*Data items*
## Begin

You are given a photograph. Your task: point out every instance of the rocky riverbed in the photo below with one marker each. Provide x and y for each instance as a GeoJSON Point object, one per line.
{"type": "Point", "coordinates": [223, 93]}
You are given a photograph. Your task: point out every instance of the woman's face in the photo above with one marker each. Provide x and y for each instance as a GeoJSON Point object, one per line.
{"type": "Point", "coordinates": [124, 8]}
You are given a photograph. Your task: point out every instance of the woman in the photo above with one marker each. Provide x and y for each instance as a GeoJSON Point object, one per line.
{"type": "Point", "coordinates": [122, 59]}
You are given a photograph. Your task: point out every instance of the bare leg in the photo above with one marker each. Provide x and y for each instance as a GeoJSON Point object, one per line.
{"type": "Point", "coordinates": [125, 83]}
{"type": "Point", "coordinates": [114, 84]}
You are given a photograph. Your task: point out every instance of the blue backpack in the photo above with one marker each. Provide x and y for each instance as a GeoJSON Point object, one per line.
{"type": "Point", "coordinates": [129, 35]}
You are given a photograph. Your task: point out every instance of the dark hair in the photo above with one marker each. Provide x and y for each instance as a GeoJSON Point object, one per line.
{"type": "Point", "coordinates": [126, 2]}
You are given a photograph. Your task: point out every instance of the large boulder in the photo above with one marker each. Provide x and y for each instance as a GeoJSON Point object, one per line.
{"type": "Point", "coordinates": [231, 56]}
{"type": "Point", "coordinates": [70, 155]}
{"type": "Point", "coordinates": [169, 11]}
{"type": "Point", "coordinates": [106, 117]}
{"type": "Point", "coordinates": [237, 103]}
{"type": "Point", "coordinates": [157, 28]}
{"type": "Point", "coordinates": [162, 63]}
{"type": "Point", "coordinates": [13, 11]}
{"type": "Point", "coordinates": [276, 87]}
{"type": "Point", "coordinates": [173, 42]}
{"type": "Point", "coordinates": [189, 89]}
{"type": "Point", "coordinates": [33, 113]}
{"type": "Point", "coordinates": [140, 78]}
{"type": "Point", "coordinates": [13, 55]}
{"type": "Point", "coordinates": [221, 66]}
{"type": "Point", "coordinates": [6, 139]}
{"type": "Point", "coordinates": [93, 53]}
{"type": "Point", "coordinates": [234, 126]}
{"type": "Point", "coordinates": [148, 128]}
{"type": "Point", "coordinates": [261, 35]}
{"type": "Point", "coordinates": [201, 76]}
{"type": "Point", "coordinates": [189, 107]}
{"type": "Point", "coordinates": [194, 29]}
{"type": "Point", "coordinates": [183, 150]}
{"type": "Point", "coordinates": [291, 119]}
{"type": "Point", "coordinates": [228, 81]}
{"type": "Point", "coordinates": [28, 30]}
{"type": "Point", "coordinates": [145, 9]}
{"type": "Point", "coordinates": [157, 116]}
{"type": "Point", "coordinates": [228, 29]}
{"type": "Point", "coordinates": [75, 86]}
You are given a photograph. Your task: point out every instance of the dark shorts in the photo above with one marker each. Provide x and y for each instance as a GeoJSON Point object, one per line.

## End

*Required work*
Every record shown above must be echoed exactly.

*Output of the exercise*
You are given a photograph. Your task: point out every instance of the rocky riverbed in the photo below with one marker each. Provide x and y for each instance as a GeoJSON Point object, one per line.
{"type": "Point", "coordinates": [223, 93]}
You are given a photograph. Your task: point out every instance of the woman's face in the photo above with one marker each. Provide x and y for each instance as a GeoJSON Point object, one per line.
{"type": "Point", "coordinates": [124, 8]}
You are given a photograph. Your task: point out every instance of the woman in the photo above with one marker each. Provide x and y for each instance as a GeoJSON Point object, one per line.
{"type": "Point", "coordinates": [122, 59]}
You are given a photograph. Your task: point out every instance of the bare leg in the photo above with one marker each. Provide x and y for each instance as a GeoJSON Point object, one per line.
{"type": "Point", "coordinates": [125, 83]}
{"type": "Point", "coordinates": [114, 84]}
You are given a photograph. Your task: point out every instance of the blue backpack in the photo above with one marker each. Provide x and y for each instance as a GeoJSON Point object, one per line.
{"type": "Point", "coordinates": [129, 35]}
You are given a photograph. Your task: point out every instance of the dark hair in the photo above with one marker each. Provide x and y for each instance as a GeoJSON Point object, one per line.
{"type": "Point", "coordinates": [126, 2]}
You are given a photograph. Your task: point out every instance of the large boulder in the photo above with one marker each. Provide x and y for each instance as a GeoJSON Point object, one per line.
{"type": "Point", "coordinates": [231, 56]}
{"type": "Point", "coordinates": [70, 155]}
{"type": "Point", "coordinates": [169, 11]}
{"type": "Point", "coordinates": [106, 117]}
{"type": "Point", "coordinates": [237, 103]}
{"type": "Point", "coordinates": [157, 28]}
{"type": "Point", "coordinates": [162, 63]}
{"type": "Point", "coordinates": [13, 11]}
{"type": "Point", "coordinates": [276, 87]}
{"type": "Point", "coordinates": [173, 42]}
{"type": "Point", "coordinates": [189, 89]}
{"type": "Point", "coordinates": [33, 113]}
{"type": "Point", "coordinates": [140, 78]}
{"type": "Point", "coordinates": [13, 55]}
{"type": "Point", "coordinates": [221, 66]}
{"type": "Point", "coordinates": [6, 139]}
{"type": "Point", "coordinates": [93, 53]}
{"type": "Point", "coordinates": [234, 126]}
{"type": "Point", "coordinates": [148, 128]}
{"type": "Point", "coordinates": [261, 35]}
{"type": "Point", "coordinates": [201, 76]}
{"type": "Point", "coordinates": [189, 107]}
{"type": "Point", "coordinates": [194, 29]}
{"type": "Point", "coordinates": [183, 150]}
{"type": "Point", "coordinates": [291, 119]}
{"type": "Point", "coordinates": [228, 81]}
{"type": "Point", "coordinates": [28, 30]}
{"type": "Point", "coordinates": [145, 9]}
{"type": "Point", "coordinates": [157, 116]}
{"type": "Point", "coordinates": [228, 29]}
{"type": "Point", "coordinates": [75, 86]}
You are given a photograph. Your task: point out every instance of the dark shorts in the photo above with one marker each. Provide x and y for each instance as a GeoJSON Point object, one per line.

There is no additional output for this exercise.